>> begin EXTRACTED RECORDS
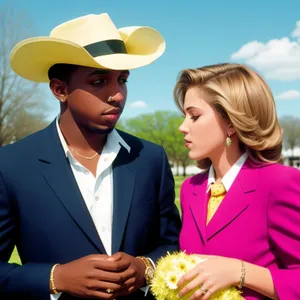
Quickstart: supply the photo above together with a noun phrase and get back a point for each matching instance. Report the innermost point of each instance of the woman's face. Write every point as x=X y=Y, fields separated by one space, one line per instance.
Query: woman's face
x=204 y=130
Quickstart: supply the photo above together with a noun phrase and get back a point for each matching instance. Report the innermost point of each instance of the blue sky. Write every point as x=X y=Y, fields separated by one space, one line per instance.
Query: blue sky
x=263 y=34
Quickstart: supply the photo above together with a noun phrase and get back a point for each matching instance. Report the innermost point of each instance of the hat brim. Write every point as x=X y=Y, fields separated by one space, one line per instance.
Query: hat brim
x=33 y=57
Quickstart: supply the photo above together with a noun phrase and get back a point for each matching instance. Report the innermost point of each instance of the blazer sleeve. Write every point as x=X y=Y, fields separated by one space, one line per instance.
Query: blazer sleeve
x=170 y=223
x=17 y=281
x=284 y=233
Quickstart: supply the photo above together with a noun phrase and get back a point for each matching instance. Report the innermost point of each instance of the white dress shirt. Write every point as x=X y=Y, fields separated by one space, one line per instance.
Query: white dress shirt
x=97 y=192
x=230 y=176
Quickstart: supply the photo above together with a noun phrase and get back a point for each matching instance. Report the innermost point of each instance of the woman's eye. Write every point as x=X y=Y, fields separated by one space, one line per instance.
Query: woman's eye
x=123 y=80
x=99 y=81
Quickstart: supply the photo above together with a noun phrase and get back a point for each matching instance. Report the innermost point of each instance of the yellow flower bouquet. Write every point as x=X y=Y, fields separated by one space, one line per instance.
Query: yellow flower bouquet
x=168 y=271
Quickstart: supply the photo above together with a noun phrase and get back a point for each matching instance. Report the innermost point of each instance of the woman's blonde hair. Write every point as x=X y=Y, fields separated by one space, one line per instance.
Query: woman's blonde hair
x=243 y=98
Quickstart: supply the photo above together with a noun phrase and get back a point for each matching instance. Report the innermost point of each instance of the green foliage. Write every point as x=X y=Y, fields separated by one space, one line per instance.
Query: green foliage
x=160 y=127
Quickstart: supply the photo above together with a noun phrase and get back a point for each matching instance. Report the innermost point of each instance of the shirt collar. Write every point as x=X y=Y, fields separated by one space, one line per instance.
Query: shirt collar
x=112 y=143
x=230 y=176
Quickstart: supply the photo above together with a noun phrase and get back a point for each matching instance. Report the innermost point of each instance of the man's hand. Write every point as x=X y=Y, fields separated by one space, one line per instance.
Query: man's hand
x=94 y=276
x=136 y=269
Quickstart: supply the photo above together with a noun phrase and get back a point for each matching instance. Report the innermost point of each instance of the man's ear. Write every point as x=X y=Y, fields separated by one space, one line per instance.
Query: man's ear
x=59 y=89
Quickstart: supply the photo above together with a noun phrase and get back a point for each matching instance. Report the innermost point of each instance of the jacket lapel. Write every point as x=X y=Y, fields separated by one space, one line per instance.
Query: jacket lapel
x=236 y=200
x=123 y=187
x=59 y=176
x=198 y=205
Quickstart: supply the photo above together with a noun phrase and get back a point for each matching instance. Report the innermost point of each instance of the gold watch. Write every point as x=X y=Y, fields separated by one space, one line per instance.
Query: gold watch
x=149 y=272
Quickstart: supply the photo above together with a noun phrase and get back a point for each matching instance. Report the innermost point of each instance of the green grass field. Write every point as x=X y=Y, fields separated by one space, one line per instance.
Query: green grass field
x=178 y=180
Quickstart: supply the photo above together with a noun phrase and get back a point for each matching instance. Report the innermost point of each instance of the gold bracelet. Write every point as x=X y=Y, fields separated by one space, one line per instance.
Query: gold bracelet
x=243 y=276
x=53 y=288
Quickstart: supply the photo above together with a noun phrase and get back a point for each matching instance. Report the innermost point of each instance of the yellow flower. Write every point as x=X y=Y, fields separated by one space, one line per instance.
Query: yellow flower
x=172 y=279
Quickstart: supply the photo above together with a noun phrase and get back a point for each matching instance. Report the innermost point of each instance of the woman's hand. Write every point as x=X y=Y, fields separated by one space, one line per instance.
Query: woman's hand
x=214 y=274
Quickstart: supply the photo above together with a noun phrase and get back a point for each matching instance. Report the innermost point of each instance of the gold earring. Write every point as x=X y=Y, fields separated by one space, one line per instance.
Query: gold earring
x=228 y=141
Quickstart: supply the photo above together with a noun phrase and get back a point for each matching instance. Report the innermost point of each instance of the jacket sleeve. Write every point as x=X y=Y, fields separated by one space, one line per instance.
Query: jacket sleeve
x=284 y=233
x=170 y=223
x=30 y=279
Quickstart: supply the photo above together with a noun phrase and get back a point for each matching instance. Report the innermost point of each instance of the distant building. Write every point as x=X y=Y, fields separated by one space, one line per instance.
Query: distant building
x=292 y=158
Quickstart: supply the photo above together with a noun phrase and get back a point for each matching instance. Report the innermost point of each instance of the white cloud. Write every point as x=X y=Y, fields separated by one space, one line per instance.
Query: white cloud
x=277 y=59
x=289 y=95
x=296 y=32
x=138 y=104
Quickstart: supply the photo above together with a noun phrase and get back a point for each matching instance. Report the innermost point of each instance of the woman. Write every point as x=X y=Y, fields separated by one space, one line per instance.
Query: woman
x=243 y=210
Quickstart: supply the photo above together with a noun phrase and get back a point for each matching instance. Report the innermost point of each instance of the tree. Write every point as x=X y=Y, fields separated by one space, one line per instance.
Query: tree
x=161 y=127
x=291 y=131
x=18 y=97
x=175 y=144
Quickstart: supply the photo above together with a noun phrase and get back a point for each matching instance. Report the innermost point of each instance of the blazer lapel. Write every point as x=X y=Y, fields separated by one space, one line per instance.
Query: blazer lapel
x=235 y=201
x=59 y=176
x=123 y=187
x=198 y=206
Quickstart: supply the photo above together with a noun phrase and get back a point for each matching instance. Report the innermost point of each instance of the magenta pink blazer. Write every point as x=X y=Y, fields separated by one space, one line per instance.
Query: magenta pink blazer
x=258 y=221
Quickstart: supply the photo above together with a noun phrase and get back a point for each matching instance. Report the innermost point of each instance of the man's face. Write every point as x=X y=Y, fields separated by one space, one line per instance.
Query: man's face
x=87 y=94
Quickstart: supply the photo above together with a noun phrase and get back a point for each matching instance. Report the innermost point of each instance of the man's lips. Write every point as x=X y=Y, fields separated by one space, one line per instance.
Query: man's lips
x=112 y=114
x=187 y=143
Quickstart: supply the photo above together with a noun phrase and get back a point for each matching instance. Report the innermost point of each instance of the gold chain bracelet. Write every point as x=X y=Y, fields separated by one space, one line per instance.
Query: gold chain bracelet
x=53 y=288
x=243 y=276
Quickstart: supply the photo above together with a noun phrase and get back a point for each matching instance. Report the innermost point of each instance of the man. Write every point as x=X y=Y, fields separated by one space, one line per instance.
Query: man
x=90 y=208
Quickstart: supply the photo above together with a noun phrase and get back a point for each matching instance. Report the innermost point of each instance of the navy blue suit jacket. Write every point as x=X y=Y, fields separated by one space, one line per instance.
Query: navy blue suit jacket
x=42 y=211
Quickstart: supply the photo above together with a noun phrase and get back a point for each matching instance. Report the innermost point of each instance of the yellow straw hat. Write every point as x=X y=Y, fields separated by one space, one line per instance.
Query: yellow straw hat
x=91 y=41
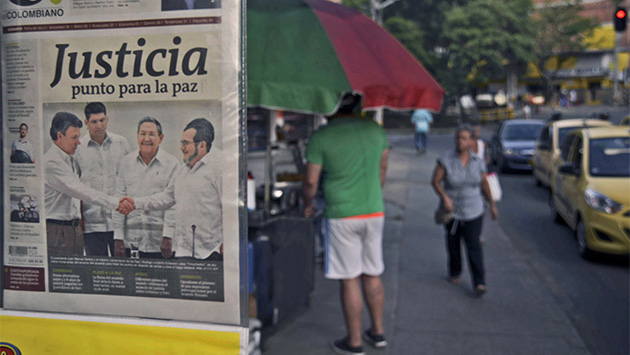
>> end EXTRACTED RECORDS
**SHORT PROBLEM**. Reproduce every one of the lines above word for word, leaving the pictures out of your answer.

**SOLUTION TO THE EXERCISE**.
Quickstart: supply the photo above together with a noun phrase and get back a point for each matching instance. Report the innermost point of each instance of the woman's face. Write every point as x=X y=Y, fields separated by one space, one line per instance.
Query: woman's face
x=204 y=130
Quickstart: supply the photo above together with a noun phrase and get back a point for each matching instance. Report the innermost point of each instance of the blue sky. Write every point as x=X y=Y, fields separated by one space, one line per instance.
Query: blue sky
x=263 y=34
Quickstart: supply the photo above together with a noun phrase and get back a point for each matching instance. Report the innermost point of each instance of the hat brim. Write every point as x=X y=Y, fields separated by one space, one line per instance.
Query: hat brim
x=33 y=57
Quickstart: supply the photo above together with a noun phrase and get back a point for each matching instance. Report the innermost point of each instance of the blazer sleeve. Write every point as x=X y=Y, fields separated by one space, one line per instance.
Query: blazer sleeve
x=170 y=223
x=17 y=281
x=284 y=233
Quickstart: supply the photo above together with a noun phrase and get back a point for each matching instance. Report the innermost point of each instance of the white dress shirt. Write every point as x=X y=Y, fields separated by one space, one line per instance.
Query: white dress shirt
x=97 y=192
x=230 y=176
Quickstart: supply the photo above together with a noun phrase and get back a point for each matching instance. Report the innermost point of each instance of the woman's eye. Write every point as x=X y=Y, fields separated by one space, one line per instance.
Query: woman's eye
x=123 y=80
x=99 y=81
Quickstart: supply the photo above together with a noun phrase and get back a point for each matching instance. Report the innermost point of each instance of the yellow flower bouquet. Write every point as x=X y=Y, fields separated by one space, one line per instance.
Query: yellow flower bouquet
x=168 y=271
Quickstart: supply the photo above together with a noun phrase and get back a point for each matching instance. Report the innermost point of each instance of the woman's blonde hair. Write every point as x=X y=Y, fields separated by one space, one line per instance.
Query: woman's blonde hair
x=243 y=98
Quickstart: supply the photo above together with a noun phrase and get back a point for each matching instance. Report the innermost point of each instance of the green foliage. Write every point as x=X y=Y, fields separated by one space, one line per instance.
Query: green foliage
x=160 y=127
Quickstart: supply the photo above together with a noun phrase and get back a point for each matching instance. Report the innermost point of each instance of the shirt collar. Write every point as x=X y=Y, fields separated by one space, one line per instance.
Query: shirt collar
x=112 y=143
x=230 y=176
Quickstart: supply the photo above together with a noun phrase and get back a point for each matching instance. Report the innermost point of each instance of the man's hand. Write every point as x=X y=Y, fields separated by one space, one line per instance.
Query: man's hand
x=94 y=276
x=136 y=269
Quickstart: supply the photo above together with a noun phrase and get back a point for each matching instance. Report the innermost point of each instance of the man's ear. Write every point as x=X y=Y, fields separated by one space, one line per instance.
Query: man's ear
x=59 y=89
Quickstart: supply the photo above together with a noun phrase and get back a point for each matching instance. Report the innermost point of each instance of the jacket lapel. Write every point as x=X y=Y, fields separated by one space, one line per instance.
Query: jacket lapel
x=236 y=200
x=123 y=187
x=59 y=176
x=198 y=205
Quickstart: supply the photo above together with a noun phrase and get back a point for each matching instance. Report the innermost point of each instance of the gold watch. Write every point as x=X y=Y, fields separated by one space, one line per instance.
Query: gold watch
x=149 y=272
Quickstart: supply the photo above together with a noun phrase and get back a point for each matching instance. Report the innermost point of each instance of the green grass field. Write every point as x=X y=Y, fields separated by one space, one line per instance.
Query: green grass field
x=178 y=180
Quickstart: supply the photo above together with a noun phrase and get back a point for each matching instance. Report the innermost point of each instance of the gold bracelet. Write every point as x=X y=Y, fields separated by one space, one line per instance.
Query: gold bracelet
x=243 y=276
x=53 y=288
Quickstart: supply the photo above together with a noun phrase and get back a point for each matching instance. Report the innermost point of each instance of the yellow flower. Write every point as x=X y=Y, fields separated by one space, one line per instance.
Query: yellow flower
x=172 y=279
Quickstart: supply the photo above together with a noun phrase and get back a point for each matching instance. Report the innermost point of each instance of the woman's hand. Write every point as x=X y=Y, fields separated by one space, one line per instance.
Query: woman's hand
x=214 y=274
Quickstart: supply the photo above together with a noun phrase and get back a point for each matching instance. Report the innermost point of each instance of the gold earring. Write every point as x=X y=Y, fields separated by one space, one line per instance.
Query: gold earring
x=228 y=141
Quickstart: supply the photo above together with a noun phrase and get back a point for each matching instance. Report the innermost point of each instance of the jacket sleeve. Write every point as x=X y=Y, fields separated by one space, one line per instance.
Query: jacket sleeve
x=284 y=233
x=170 y=223
x=30 y=279
Quickstart: supply the photo above together with a noun phrase and get back a point for each matching instance. Report the innermost point of each instance of the distant building. Write every point as x=X y=Y, fields separated by one space, one line per instance.
Query: distant building
x=292 y=158
Quickstart: supply the photo above together with a noun phrase and get back a point for each matching instance. Report the innermost point of each instance of the white cloud. Write every point as x=X y=Y, fields separated by one space, one line per instance.
Query: white cloud
x=277 y=59
x=289 y=95
x=296 y=32
x=138 y=104
Quickstart: supply the photo above together with a noun phrase and get back a point for each matching instance. Report the innermost point of each instance of the woman. Write every point as x=X y=Y, fields separated by one space, one line per instance.
Query: woman
x=243 y=210
Quickstart: supply the photo above together with a noun phrase and get back a point for each matching instance. Report the innermost point of each instance of the tree. Write every point as x=X y=Y, fields separated by one space, one line per instance.
Query: tree
x=161 y=127
x=291 y=131
x=18 y=97
x=175 y=144
Quickstart: supply the photo above together with a noun phrase and get back a point for each matching instance. Report the innermost point of each instance of the blazer lapel. Write every point as x=X y=Y, fields separated by one space, one line per instance.
Query: blazer lapel
x=235 y=201
x=59 y=176
x=123 y=187
x=198 y=206
Quickstart: supply the photo above together with a noun phrase and get back a point for each matching instance. Report the innermost point of each instance of the magenta pink blazer. Write every point as x=X y=Y, fields separated by one space, one line per instance.
Query: magenta pink blazer
x=258 y=221
Quickstart: supply the photo above together with a noun phrase and get back a point for each matching instance. Report the innermost point of each instance of the man's face. Write every point as x=X y=Y, fields separated by one space, one line per instance.
Query: man's face
x=87 y=94
Quickstart: supply the photo above together with a noun phrase and get back a point for each matching instance. Report the innermost point of each instance of the man's lips. Write every point as x=X y=Y, fields separated by one space, one line per instance.
Query: man's lips
x=112 y=114
x=187 y=143
Quickstart: supply the photo above together with a noun phrase and get back a point for each matching instance. Report the innermost point of each instance of the gold chain bracelet. Write every point as x=X y=Y, fields separated by one space, one line per instance.
Query: gold chain bracelet
x=53 y=288
x=243 y=276
Quickstart: supply the photo above together with a noun phrase and get back a point for each matching instance. Report the innermost point of each instance of the man. Write every point as x=X y=Y, fields separated by one space, one line per instance.
Query: man
x=90 y=208
Quickstart: supply the photo above together with a noun phrase and get back a point for each matching instance. Report the innermost point of each instance of the navy blue suit jacket. Write every point as x=X y=Y, fields separated by one space, one line per instance.
Query: navy blue suit jacket
x=42 y=211
Quickstart: supply the photo above together with a noun phrase and get back a point for each matching instance. Report the innermost point of each instance of the yellow straw hat. Write every point as x=X y=Y, fields separated by one space, one line per instance.
Query: yellow straw hat
x=91 y=41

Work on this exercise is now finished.